Task instructions
a: From the passage, transcribe the section that starts with the words containing "And the book" and ends with "French trader's kidnapping.".
b: In one to three sentences, explain why the passage calls solving the mystery of HIV's ancestry dirty work.

Reading passage
• • • •

And the book has fascinating details about Squanto of "pilgrim" days.
He lived in England PRIOR to his days with the pilgrims. The victim of
a French trader's kidnapping.

was that North and South American aboriginal
> peoples never kept domesticated chicken or cattle and, as such,
> never built up a resistance to the transferred diseases the way
> Europeans did and the way other peoples in other continents that th
> Europeans did.
>
> Well, maybe we can conclude that carnivorism does have some very
> direct karmic effects!
>
>
>
> ---------------
>
> HIV's Ancestry Traced to Wild Chimps
> May 25 2:02 PM US/Eastern
>  Email this story   
>
> By LAURAN NEERGAARD
> AP Medical Writer
>
>
> WASHINGTON
>
>
> Twenty-five years after the first AIDS cases emerged, scientists
> have confirmed that the HIV virus plaguing humans really did
> originate in wild chimpanzees, in a corner of Cameroon.
>
> Solving the mystery of HIV's ancestry was dirty work. Scientists
> employed trackers to plunge through dense jungle and collect the
> fresh feces of wild apes _ more than 1,300 samples in all.

• • • •

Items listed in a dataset
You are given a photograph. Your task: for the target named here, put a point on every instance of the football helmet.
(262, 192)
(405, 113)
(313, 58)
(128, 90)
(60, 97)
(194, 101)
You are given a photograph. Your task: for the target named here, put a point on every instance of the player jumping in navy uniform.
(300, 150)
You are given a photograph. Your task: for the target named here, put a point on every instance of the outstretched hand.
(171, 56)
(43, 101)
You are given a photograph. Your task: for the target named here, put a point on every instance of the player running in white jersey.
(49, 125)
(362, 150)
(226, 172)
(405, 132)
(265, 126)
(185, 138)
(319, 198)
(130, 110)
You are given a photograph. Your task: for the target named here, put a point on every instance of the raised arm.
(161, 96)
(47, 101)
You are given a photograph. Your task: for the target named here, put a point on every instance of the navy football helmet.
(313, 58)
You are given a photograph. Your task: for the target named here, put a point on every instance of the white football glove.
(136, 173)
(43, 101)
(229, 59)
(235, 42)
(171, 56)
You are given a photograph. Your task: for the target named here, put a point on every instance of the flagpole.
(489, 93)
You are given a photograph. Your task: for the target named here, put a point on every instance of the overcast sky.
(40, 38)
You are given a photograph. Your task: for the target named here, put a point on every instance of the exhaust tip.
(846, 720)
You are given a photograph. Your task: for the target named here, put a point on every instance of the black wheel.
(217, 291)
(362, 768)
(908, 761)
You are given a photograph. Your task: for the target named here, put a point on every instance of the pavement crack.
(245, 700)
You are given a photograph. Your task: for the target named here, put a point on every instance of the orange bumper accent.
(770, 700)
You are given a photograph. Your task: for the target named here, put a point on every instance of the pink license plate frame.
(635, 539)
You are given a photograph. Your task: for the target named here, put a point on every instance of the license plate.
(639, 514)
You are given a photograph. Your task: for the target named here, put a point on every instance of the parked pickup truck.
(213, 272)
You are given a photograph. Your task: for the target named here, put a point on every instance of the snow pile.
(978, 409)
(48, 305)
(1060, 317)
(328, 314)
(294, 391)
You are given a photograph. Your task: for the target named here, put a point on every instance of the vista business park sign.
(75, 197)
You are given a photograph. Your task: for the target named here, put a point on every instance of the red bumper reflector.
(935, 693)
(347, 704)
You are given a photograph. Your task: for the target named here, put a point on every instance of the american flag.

• • • •

Solutions by task
a:
And the book has fascinating details about Squanto of "pilgrim" days.
He lived in England PRIOR to his days with the pilgrims. The victim of
a French trader's kidnapping.

b: Scientists employed trackers to plunge through dense jungle and collect the fresh feces of wild apes. They gathered more than 1,300 samples in all.